Excerpt:

:::::

Today the man who once called himself "the Ayatollah Khomeini of Serbia" found himself jailed and called up before a judge investigating a series of crimes, initially financial, that will very likely include more serious charges like conspiracy to murder political opponents. And, in time, at the end of any vista is Mr. Milosevic's likely transfer to the international war crimes tribunal in The Hague, to face charges over his role in the 1999 Kosovo war, with further indictments on Bosnia and Croatia expected to follow. When and if that happens may depend on constitutional changes in Yugoslavia as well as continued pressure from the United States and other nations, but many here are already considering his transfer an inevitability despite the opposition of Mr. Milosevic's successor, Vojislav Kostunica.
Mr. Milosevic is widely considered to be the main protagonist behind the wars that broke apart Yugoslavia in the 1990's infighting between Serbs, Croats and Muslims that left some 200,000 people dead. The Serbs who once followed him to battle and who voted against him in October reacted to his arrest with pleasure, indifference or disgust — but the rallies of supporters that the new government feared did not materialize. Even Mr. Milosevic's Serbian Socialist Party worked to persuade him to surrender after armed guards at his residence thwarted two arrest attempts at the start of the weekend, the party understanding that it has a future only with Mr. Milosevic gone.
His political career is over. But "the great debate about Milosevic in Serbia, among Serbs, is only about to begin," said Aleksa Djilas, a historian who has studied his career. "This debate will go on for a very long time." He added that "those who think of him as just an obstacle to the future have too rosy an idea of the future," especially in the economy. "People won't simply blame him for everything," Mr. Djilas said. "I think chances are that in a year people will blame him less than now." Foreign aid will come slowly, he said, the economy will continue to falter in the midst of a global slowdown, and anti-Western sentiment may increase.
Predrag Simic, an adviser to President Kostunica, who defeated Mr. Milosevic in an election last fall, said: "I forsee witch hunts to come, and Milosevic will be loudest in asking for a witch hunt. But that's normal. This country is undergoing a painful transformation. With his arrest, an important part of our political process from now on will be how to explain to our own people what happened over the Milosevic years." Mr. Milosevic, who is known for long periods of depression and indecision, pleaded innocent to all charges against him today and is expected by those who know him to bounce back and conduct a vigorous defense of himself, his policies and his government. He is expected to argue that he stole nothing for himself and did what he could to keep the country together and running in the face of international sanctions and hostility that were aimed not merely at him but at all Serbs.
His main theme came out in his last published interview, in the newspaper Danas, when he said, "I always considered myself to be an ordinary person, whom, at one point in life, historical circumstances placed in a position to devote his whole life to the nation that had everything in jeopardy." Mr. Milosevic is seen as a fighter with good tactical skills who will try to demolish what is so far a largely circumstantial case against him. "The people putting him on trial," Mr. Djilas said, "are themselves not above reproach, and those who respect the rule of law may not come out the winners."

:::::

Objective A: Which places does the article on Milosevic's arrest name in connection with war-crimes charges he faces or is expected to face at the tribunal in The Hague?
Objective B: Resume the article on Milosevic's arrest after its final sentence.
The records are separate material and not part of the article on Milosevic's arrest.

Dataset content:
:::::

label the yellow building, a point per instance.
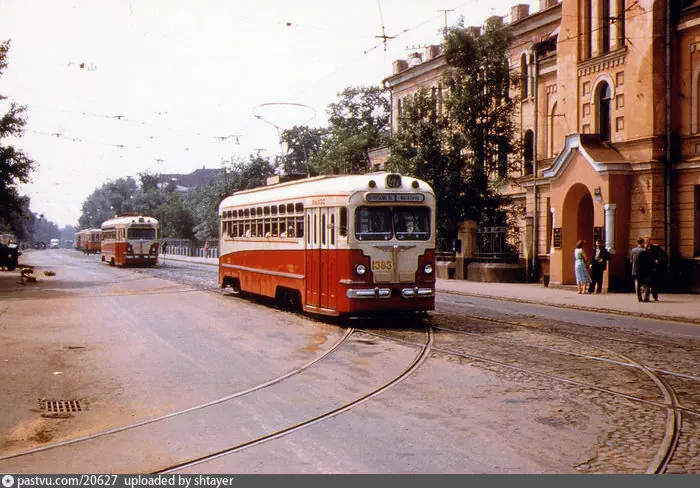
(610, 122)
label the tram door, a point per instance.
(320, 258)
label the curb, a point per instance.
(663, 318)
(176, 258)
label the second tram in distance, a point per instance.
(333, 244)
(130, 241)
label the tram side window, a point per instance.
(343, 231)
(299, 231)
(332, 229)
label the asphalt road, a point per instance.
(154, 346)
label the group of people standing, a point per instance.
(648, 268)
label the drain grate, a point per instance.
(62, 406)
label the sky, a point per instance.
(117, 87)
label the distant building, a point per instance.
(596, 123)
(199, 178)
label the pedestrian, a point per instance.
(658, 267)
(583, 280)
(641, 270)
(598, 265)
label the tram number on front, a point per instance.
(381, 265)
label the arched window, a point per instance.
(604, 97)
(528, 152)
(587, 28)
(605, 31)
(550, 130)
(523, 76)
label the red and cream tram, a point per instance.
(333, 244)
(130, 240)
(80, 239)
(93, 241)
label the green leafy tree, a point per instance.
(358, 122)
(302, 143)
(466, 149)
(241, 175)
(116, 197)
(15, 166)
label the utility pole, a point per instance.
(445, 11)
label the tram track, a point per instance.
(420, 358)
(226, 398)
(671, 405)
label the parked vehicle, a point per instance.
(130, 240)
(9, 252)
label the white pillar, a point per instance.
(610, 227)
(551, 242)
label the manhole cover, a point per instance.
(61, 406)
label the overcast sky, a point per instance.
(116, 87)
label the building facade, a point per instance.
(609, 98)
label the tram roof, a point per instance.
(129, 219)
(320, 186)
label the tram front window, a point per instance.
(412, 223)
(373, 224)
(141, 234)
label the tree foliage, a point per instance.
(15, 166)
(463, 144)
(358, 122)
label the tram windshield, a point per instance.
(136, 233)
(383, 223)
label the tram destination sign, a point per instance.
(394, 197)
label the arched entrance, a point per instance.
(577, 224)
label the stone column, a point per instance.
(554, 224)
(610, 227)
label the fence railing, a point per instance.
(495, 245)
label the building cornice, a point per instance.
(575, 144)
(607, 60)
(415, 71)
(536, 20)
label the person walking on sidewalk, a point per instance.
(583, 280)
(641, 270)
(658, 267)
(599, 264)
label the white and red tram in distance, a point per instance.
(130, 240)
(333, 244)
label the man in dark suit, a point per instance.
(599, 264)
(658, 267)
(641, 270)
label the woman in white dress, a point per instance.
(583, 279)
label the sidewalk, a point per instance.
(680, 307)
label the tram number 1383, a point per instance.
(381, 265)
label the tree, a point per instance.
(302, 143)
(15, 166)
(241, 175)
(115, 197)
(358, 122)
(466, 149)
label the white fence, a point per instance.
(194, 252)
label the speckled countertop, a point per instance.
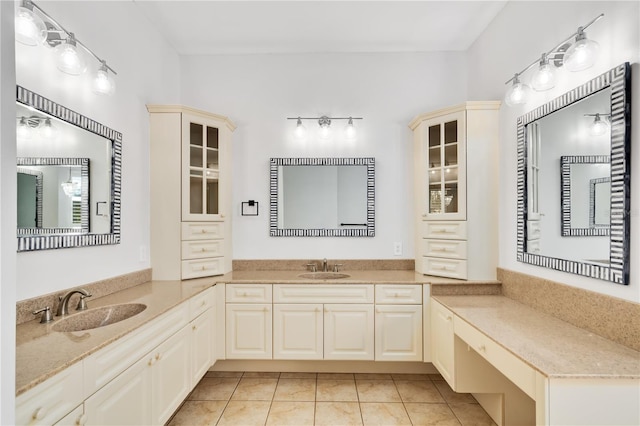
(553, 347)
(42, 352)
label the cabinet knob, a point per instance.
(39, 414)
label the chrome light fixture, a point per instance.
(576, 52)
(599, 126)
(324, 131)
(33, 28)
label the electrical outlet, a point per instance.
(397, 248)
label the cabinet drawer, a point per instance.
(107, 363)
(202, 230)
(201, 249)
(398, 294)
(248, 293)
(507, 363)
(440, 267)
(200, 303)
(51, 400)
(450, 249)
(196, 268)
(453, 230)
(332, 293)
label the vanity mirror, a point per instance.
(573, 184)
(68, 178)
(322, 197)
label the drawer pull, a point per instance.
(39, 414)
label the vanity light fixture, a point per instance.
(33, 29)
(576, 53)
(599, 126)
(324, 124)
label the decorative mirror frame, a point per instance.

:::::

Task result A: Kosovo, Bosnia and Croatia.

Task result B:
A public trial even on domestic charges is likely to provide considerable room for embarrassment to many senior officials and politicians, including a number of new democrats who supported or flirted with Mr. Milosevic and Serbian nationalism in the past, like Vuk Draskovic of the Serbian Renewal Movement and Zoran Djindjic, the current Serbian prime minister. Mr. Kostunica also supported the right of the Bosnian Serbs to independence, but kept his distance from Mr. Milosevic or any paramilitary organization.
A trial in The Hague would most likely implicate or severely embarrass senior and former Yugoslav police and army commanders, like Momcilo Perisic, Mr. Milosevic's former chief of staff and now a Serbian deputy prime minister.
Mr. Milosevic could also have much to say, his aides have suggested, about key figures in the military of other states of the former Yugoslavia — let alone current allies of the West like Milo Djukanovic, the president of Montenegro, and Agim Ceku, a former Croatian general who runs the Kosovo Protection Corps, the civilian face of the supposedly dismantled Kosovo Liberation Army. The key roles of prominent Serbian intellectuals, journalists and institutions, like the Serbian Academy of Sciences and the Serbian Orthodox Church, in fanning Serbian nationalism may come under new scrutiny. Mr. Milosevic, with longstanding contacts with senior Western politicians and diplomats, is thought likely to be able to embarrass them, too. "We had both liberal and nationalist options, and to explain why the nationalist, crypto-fascist one prevailed is complicated," Mr. Simic said. "Milosevic took advantage of upheaval and our state of mind, like a rider on a wave. But what happened in Yugoslavia was made possible by the West's reaction to the crisis."
Mr. Milosevic's career is over, Mr. Simic said. "But the failure to deliver on their promises could put the reformers in a precarious situation, and help those who would cry that Milosevic was right, that reforms bring nothing, that he defended Serbian interests." After the arrest, he said, "we now need strong, sensible support in Washington." Slobodan Spremo, a 33-year-old physics professor buying juice at Belgrade's flea market today, said Mr. Milosevic was never a nationalist, but simply manipulated public opinion to hold on to power. "He and his wife are egomaniacs, and they used people's national feelings," he said. "Yugoslavia would have collapsed without Milosevic, but differently, and we wouldn't have been satanized in the same way."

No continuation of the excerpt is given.